::: DATA FOR THE TASK

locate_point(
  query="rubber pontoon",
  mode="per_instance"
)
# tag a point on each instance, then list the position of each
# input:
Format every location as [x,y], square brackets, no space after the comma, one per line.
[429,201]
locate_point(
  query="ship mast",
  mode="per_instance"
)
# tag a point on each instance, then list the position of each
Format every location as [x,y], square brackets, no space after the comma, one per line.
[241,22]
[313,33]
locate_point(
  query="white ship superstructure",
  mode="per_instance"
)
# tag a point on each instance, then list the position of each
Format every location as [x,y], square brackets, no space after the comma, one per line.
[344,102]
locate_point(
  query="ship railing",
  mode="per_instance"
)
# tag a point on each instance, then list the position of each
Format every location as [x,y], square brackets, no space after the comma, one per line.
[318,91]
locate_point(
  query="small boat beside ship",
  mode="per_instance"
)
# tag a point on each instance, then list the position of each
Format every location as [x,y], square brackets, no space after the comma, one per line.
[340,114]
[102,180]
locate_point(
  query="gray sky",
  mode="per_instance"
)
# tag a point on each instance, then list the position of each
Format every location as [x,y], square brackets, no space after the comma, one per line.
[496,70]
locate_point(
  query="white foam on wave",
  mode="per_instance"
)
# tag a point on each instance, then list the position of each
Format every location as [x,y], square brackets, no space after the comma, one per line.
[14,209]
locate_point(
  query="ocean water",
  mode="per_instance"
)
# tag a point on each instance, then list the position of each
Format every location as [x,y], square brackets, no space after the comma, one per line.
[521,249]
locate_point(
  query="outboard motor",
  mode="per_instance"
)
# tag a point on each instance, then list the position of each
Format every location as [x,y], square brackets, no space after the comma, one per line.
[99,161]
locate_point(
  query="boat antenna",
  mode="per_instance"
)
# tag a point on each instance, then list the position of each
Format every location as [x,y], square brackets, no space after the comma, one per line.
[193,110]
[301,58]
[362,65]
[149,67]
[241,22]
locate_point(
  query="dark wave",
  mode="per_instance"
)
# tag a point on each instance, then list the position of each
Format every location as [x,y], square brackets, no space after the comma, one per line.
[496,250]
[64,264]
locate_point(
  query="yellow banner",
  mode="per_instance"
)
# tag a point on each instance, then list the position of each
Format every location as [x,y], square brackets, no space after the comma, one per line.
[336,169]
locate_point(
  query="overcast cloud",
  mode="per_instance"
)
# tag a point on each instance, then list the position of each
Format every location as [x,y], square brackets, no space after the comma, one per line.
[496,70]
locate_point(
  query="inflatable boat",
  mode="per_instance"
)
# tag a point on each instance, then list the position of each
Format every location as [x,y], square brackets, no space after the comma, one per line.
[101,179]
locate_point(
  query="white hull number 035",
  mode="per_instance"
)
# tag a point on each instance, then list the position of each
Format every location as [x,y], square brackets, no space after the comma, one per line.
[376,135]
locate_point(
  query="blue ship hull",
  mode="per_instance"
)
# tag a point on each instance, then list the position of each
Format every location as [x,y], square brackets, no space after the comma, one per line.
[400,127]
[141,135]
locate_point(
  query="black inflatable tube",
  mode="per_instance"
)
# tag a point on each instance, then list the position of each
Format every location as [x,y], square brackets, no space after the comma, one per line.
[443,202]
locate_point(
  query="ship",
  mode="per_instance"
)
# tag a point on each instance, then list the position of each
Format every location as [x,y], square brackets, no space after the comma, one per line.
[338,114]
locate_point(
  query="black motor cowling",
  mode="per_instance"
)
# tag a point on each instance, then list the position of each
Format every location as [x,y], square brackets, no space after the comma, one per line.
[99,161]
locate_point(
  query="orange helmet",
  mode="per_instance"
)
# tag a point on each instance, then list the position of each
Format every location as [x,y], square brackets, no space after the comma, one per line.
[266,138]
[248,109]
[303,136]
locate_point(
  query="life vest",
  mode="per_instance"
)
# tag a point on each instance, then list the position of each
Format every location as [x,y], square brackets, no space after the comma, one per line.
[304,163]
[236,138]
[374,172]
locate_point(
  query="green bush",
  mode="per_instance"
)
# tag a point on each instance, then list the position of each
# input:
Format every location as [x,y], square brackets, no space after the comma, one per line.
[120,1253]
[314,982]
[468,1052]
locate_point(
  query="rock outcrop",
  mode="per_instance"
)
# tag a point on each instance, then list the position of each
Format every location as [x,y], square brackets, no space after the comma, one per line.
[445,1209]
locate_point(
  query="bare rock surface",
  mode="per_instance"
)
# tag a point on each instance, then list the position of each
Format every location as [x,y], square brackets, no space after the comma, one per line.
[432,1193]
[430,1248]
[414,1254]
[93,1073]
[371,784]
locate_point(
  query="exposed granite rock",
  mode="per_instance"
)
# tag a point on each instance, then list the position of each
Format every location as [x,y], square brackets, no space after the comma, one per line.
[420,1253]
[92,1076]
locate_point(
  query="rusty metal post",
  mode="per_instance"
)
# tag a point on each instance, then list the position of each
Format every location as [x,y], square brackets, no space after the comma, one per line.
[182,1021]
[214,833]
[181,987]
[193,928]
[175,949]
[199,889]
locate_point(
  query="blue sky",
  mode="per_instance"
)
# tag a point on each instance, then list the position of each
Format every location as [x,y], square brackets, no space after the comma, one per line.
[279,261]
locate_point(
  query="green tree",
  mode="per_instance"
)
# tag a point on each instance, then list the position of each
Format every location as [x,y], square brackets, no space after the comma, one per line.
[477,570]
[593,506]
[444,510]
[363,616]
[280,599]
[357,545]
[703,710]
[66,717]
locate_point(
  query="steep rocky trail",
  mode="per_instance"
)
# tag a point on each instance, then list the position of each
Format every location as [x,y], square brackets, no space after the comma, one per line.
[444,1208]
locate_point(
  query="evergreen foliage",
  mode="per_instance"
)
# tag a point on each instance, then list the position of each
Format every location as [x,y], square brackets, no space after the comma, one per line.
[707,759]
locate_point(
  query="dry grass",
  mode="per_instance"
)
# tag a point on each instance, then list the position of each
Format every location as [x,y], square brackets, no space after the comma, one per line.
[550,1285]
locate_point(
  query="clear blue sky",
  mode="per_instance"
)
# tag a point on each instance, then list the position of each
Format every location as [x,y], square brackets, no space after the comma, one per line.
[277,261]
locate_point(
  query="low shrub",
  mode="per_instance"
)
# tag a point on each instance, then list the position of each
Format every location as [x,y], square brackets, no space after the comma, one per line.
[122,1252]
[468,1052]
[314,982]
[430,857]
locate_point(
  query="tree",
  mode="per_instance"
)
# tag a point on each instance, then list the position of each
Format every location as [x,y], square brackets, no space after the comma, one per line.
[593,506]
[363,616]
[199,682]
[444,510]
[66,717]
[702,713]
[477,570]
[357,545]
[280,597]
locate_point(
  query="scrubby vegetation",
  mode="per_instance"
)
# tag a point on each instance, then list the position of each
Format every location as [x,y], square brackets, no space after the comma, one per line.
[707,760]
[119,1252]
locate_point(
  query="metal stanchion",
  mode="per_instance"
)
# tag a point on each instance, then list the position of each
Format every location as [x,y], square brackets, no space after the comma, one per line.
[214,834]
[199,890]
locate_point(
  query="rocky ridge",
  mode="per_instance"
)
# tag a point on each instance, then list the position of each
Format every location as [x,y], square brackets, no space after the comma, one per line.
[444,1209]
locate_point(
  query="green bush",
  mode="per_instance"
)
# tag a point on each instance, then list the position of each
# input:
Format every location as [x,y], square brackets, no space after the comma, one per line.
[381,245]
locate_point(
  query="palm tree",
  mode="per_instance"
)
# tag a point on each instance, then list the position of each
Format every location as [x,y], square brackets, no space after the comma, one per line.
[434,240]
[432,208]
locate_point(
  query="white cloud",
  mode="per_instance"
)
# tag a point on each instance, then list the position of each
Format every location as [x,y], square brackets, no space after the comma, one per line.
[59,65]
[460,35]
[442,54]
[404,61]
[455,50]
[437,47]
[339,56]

::::::

WHAT THIS TASK INVOLVES
Please pull out every line above that contains the string "metal", with case counting.

ANSWER TO THIS TASK
  query="rusty metal post",
  query="metal stanchion",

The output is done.